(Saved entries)
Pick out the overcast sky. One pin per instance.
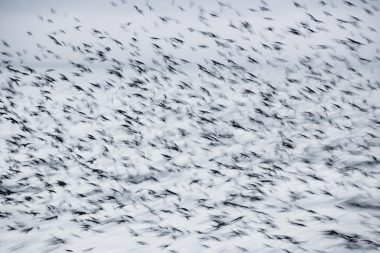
(120, 20)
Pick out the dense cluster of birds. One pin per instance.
(193, 127)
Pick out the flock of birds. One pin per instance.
(193, 127)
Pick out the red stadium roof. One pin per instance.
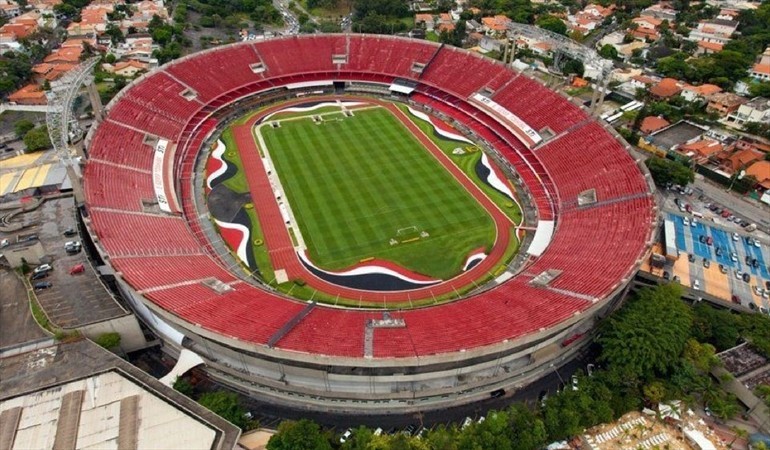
(595, 247)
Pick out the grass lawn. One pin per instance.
(467, 163)
(354, 182)
(236, 183)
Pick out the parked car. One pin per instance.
(346, 435)
(39, 275)
(42, 268)
(39, 286)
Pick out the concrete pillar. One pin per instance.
(77, 186)
(96, 101)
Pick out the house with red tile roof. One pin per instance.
(760, 170)
(724, 103)
(30, 94)
(651, 124)
(761, 70)
(699, 93)
(666, 88)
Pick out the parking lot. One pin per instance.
(71, 300)
(718, 261)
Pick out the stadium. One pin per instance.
(193, 186)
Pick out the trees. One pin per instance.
(647, 337)
(226, 405)
(37, 139)
(552, 23)
(22, 127)
(108, 340)
(665, 171)
(608, 51)
(297, 435)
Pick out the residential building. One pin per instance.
(651, 124)
(660, 11)
(93, 21)
(427, 19)
(761, 70)
(716, 30)
(755, 110)
(701, 150)
(127, 69)
(724, 103)
(699, 93)
(708, 48)
(741, 159)
(666, 88)
(30, 94)
(760, 170)
(495, 25)
(589, 18)
(10, 9)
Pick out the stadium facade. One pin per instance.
(593, 221)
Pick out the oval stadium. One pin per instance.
(363, 223)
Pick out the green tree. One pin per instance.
(665, 171)
(37, 139)
(608, 51)
(760, 89)
(108, 340)
(299, 435)
(647, 337)
(552, 23)
(22, 126)
(226, 405)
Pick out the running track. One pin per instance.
(279, 243)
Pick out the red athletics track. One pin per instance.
(278, 241)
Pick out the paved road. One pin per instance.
(17, 326)
(752, 210)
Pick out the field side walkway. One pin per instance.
(278, 240)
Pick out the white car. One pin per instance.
(346, 435)
(42, 268)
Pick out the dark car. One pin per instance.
(39, 275)
(42, 285)
(497, 393)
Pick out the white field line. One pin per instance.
(275, 182)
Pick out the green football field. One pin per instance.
(358, 184)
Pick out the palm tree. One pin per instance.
(737, 433)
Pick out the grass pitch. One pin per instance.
(357, 183)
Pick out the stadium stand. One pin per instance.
(534, 104)
(596, 247)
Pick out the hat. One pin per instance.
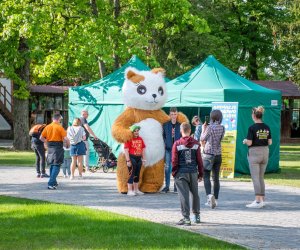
(134, 127)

-- TASK OBJECTIVE --
Quote the preceding records in their entirety, excluding every picture.

-- REPLY TO THE TASK --
Pick out the overcast sky. One pin per instance.
(120, 20)
Pick out the dense cluster of birds. One pin per instance.
(193, 127)
Pick out the flock of birds. One pin per instance.
(193, 127)
Pick out the red stadium roof. One pin per instance.
(595, 247)
Pick out the grass lawn. One pin per instance.
(467, 163)
(354, 182)
(236, 183)
Pick out the parked car. One pin per instance.
(346, 435)
(39, 275)
(42, 268)
(39, 286)
Pick out the concrete pillar. One pin per instance.
(77, 186)
(96, 101)
Pick out the house with red tile roof. One pin per instance.
(760, 170)
(724, 103)
(30, 94)
(651, 124)
(761, 70)
(699, 93)
(666, 88)
Pick out the parking lot. One pin per instance.
(71, 300)
(718, 261)
Pick out the stadium. One pin per instance.
(193, 186)
Pick out the trees. One pin per instance.
(647, 337)
(226, 405)
(37, 139)
(552, 23)
(22, 127)
(108, 340)
(665, 171)
(608, 51)
(297, 435)
Pick out the residential building. One pin per instance.
(651, 124)
(660, 11)
(93, 21)
(427, 19)
(761, 70)
(716, 30)
(755, 110)
(701, 150)
(127, 69)
(724, 103)
(699, 93)
(708, 48)
(741, 159)
(666, 88)
(30, 94)
(760, 170)
(495, 25)
(589, 18)
(10, 9)
Pick out the stadium facade. One pin per instance.
(593, 221)
Pick out the oval stadium. One pin per instance.
(363, 223)
Pick out the green tree. One pin per instance.
(665, 171)
(37, 139)
(608, 51)
(760, 89)
(108, 340)
(299, 435)
(647, 337)
(552, 23)
(22, 126)
(226, 405)
Pick out the running track. One pin per instance.
(279, 243)
Pick out the red athletics track. One pin per instance.
(278, 241)
Pick out the paved road. One pin per instance.
(17, 326)
(752, 210)
Pick out the field side walkway. One pin per instance.
(278, 240)
Pick out the white car. One pin per instance.
(346, 435)
(42, 268)
Pick out the dark car. One pin per instance.
(39, 275)
(42, 285)
(497, 393)
Pick out the white field line. One pin per instance.
(275, 182)
Pick out the green football field. One pin per instance.
(358, 184)
Pick out the palm tree. One pin per instance.
(737, 433)
Pick out the grass pitch. One pin per instance.
(357, 183)
Pick out the stadium stand. One pin per instance.
(534, 104)
(596, 247)
Pick out the hat. One pin per instance.
(134, 127)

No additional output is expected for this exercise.